Text block:

>>

Liberty Global, now rooted in the UK, may be ruing the sale of its operations in four European countries to Vodafone, or at least its shareholders will be as respective quarterly results move in opposite directions. Liberty Global total revenue from continuing operations left over after the sale of the businesses in Germany, Hungary, Romania and the Czech Republic, were $2.84 billion for its Q3 ended 30 September, a year-on-year fall of 3.0%. Vodafone, by contrast, enjoyed an instant uptick from acquisition of those Liberty Global assets, reporting revenues up 0.4% year-on-year to €21.9 billion ($24.1 billion) for the first half year ending on the same day.
Admittedly, this dichotomy was not a result of those transferred operations making all the difference, because some of Vodafone’s other subsidiaries did quite well, while some of Liberty Global’s remaining ones did badly. In the UK Virgin Media, now Liberty Global’s clear flagship business after the dispersals, reported flat revenue of £1.28 billion in Q3 YoY but a decline in real terms, while it shed 3000 net customers and 50,000 video RGUs (Revenue Generating Units) only partially offset by a gain of 5000 broadband RGUs. The difference between these two last figures reflects some multiplay subscribers cancelling video or churning to another provider while staying with Virgin for broadband, which has become more of a focal point in the UK with Project Lightning and great efforts to lead in the league of headline speeds.
Project Lightning is Virgin Media’s £3 billion ($4 billion) project to boost UK broadband speeds by rolling fiber to the home, with an initial plan to reach 4 million homes by the end of 2019. That has been scaled back considerably with 2 million the current number of homes reached directly, but instead Virgin Media is now aiming to upgrade virtually all homes passed, up to 15 million, to Docsis 3.1 by the end of 2021, likely to deliver 1 Gbps bit rates downstream . Although this is a hybrid fiber/coax technology it is capable of attaining similar speeds to FTTP with the old EuroDOCSIS 3.0 standard by improved modulation and also shortening the coax portions.

<<

[Segmentation data]
>>

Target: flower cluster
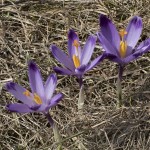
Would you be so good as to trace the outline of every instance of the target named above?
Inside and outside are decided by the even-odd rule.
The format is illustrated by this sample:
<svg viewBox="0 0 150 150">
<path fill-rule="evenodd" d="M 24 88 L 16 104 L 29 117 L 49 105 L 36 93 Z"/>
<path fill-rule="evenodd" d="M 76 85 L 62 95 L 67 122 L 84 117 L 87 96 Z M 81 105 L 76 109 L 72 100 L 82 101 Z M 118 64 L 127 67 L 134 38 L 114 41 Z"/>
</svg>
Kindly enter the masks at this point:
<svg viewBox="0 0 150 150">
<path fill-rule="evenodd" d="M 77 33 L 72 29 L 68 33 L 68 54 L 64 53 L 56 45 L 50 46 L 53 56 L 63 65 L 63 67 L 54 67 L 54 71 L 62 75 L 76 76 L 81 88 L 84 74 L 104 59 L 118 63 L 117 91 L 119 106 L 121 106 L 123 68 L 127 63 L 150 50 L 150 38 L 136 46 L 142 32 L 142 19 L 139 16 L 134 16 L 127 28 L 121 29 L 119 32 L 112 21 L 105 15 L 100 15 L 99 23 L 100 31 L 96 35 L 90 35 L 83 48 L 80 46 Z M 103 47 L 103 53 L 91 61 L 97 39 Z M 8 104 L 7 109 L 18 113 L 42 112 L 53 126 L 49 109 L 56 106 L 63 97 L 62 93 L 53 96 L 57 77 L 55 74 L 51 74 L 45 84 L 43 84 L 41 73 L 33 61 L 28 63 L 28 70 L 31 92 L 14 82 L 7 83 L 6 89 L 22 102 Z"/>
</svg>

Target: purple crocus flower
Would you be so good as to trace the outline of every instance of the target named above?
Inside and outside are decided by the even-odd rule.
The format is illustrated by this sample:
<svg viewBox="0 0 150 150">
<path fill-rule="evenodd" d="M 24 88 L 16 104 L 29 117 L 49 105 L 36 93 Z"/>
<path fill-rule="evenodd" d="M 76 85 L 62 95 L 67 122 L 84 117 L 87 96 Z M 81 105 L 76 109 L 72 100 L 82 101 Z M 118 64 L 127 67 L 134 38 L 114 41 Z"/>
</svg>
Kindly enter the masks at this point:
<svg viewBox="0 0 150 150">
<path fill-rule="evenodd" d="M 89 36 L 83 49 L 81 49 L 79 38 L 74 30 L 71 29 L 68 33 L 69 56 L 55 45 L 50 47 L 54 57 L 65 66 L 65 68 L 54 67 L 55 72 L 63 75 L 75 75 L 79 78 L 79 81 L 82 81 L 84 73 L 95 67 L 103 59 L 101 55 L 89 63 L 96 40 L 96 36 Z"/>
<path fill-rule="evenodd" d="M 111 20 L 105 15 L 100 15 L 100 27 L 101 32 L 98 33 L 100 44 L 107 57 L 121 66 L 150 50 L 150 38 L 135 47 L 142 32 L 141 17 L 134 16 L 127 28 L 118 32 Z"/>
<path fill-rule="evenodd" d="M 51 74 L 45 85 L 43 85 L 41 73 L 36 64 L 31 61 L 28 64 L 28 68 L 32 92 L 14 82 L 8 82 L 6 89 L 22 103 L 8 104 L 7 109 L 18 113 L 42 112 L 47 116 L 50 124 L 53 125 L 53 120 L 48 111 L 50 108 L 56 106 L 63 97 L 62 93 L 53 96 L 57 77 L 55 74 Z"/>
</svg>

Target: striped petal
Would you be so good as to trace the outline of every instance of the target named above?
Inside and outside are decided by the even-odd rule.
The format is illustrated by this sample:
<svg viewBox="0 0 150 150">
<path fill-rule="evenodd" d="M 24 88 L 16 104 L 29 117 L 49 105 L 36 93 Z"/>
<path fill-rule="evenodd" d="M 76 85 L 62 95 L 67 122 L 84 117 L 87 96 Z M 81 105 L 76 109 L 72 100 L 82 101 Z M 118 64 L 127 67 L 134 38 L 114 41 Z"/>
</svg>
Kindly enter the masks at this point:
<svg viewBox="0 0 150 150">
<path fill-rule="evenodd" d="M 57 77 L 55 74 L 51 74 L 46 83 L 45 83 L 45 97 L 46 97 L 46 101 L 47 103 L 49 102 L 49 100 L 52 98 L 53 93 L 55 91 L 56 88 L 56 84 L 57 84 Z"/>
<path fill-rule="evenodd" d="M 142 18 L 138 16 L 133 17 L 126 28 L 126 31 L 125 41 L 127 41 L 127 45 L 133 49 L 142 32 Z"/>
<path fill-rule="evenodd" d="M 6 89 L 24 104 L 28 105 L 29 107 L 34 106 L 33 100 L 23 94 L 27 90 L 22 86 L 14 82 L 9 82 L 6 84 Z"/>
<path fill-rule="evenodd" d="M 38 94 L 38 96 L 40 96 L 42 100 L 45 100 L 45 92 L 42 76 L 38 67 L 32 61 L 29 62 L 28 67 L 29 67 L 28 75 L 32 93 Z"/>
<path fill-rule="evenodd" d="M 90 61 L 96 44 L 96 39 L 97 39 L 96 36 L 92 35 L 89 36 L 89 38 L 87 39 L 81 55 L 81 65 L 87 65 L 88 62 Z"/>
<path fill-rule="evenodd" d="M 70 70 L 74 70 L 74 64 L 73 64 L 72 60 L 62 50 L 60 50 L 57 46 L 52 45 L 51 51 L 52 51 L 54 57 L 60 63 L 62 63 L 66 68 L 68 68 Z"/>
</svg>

<<

Requirements:
A: Return the stretch of the Liberty Global article from "Liberty Global, now" through "the same day.".
B: Summarize the Liberty Global article in two sentences.
C: Extend the Liberty Global article from where it stops.

Results in order:
A:
Liberty Global, now rooted in the UK, may be ruing the sale of its operations in four European countries to Vodafone, or at least its shareholders will be as respective quarterly results move in opposite directions. Liberty Global total revenue from continuing operations left over after the sale of the businesses in Germany, Hungary, Romania and the Czech Republic, were $2.84 billion for its Q3 ended 30 September, a year-on-year fall of 3.0%. Vodafone, by contrast, enjoyed an instant uptick from acquisition of those Liberty Global assets, reporting revenues up 0.4% year-on-year to €21.9 billion ($24.1 billion) for the first half year ending on the same day.

B: After selling its operations in Germany, Hungary, Romania and the Czech Republic to Vodafone, Liberty Global reported Q3 revenue from continuing operations of $2.84 billion, down 3.0% year on year, while Vodafone's first-half revenue rose 0.4% to €21.9 billion. Virgin Media, Liberty Global's UK flagship, posted flat Q3 revenue of £1.28 billion and shed video RGUs while adding broadband RGUs, and it has scaled back its Project Lightning fiber rollout to 2 million homes in favor of upgrading up to 15 million homes to Docsis 3.1 by the end of 2021.

C:
Indeed, this is a key shift in strategy because most of Virgin’s existing infrastructure has already been prepared for the upgrade to Docsis 3.1 and crucially this means the operator will able to step ahead of the country’s telco infrastructure being deployed by BT’s Openreach, which will have to deploy FTTP (Fiber to the Premise) to attain similar or even greater speeds. That will certainly not be done by the end of 2021.
While Docsis 3.1 is theoretically capable of 10Gbps peak downstream and 2Gbps upstream, nobody pretends those speeds will be anywhere near attained. In practice consumer packages will start at around 1Gbps downstream and correspondingly less upstream, perhaps around 200 Mbps, although that will be enough to give Virgin Media a marketing edge.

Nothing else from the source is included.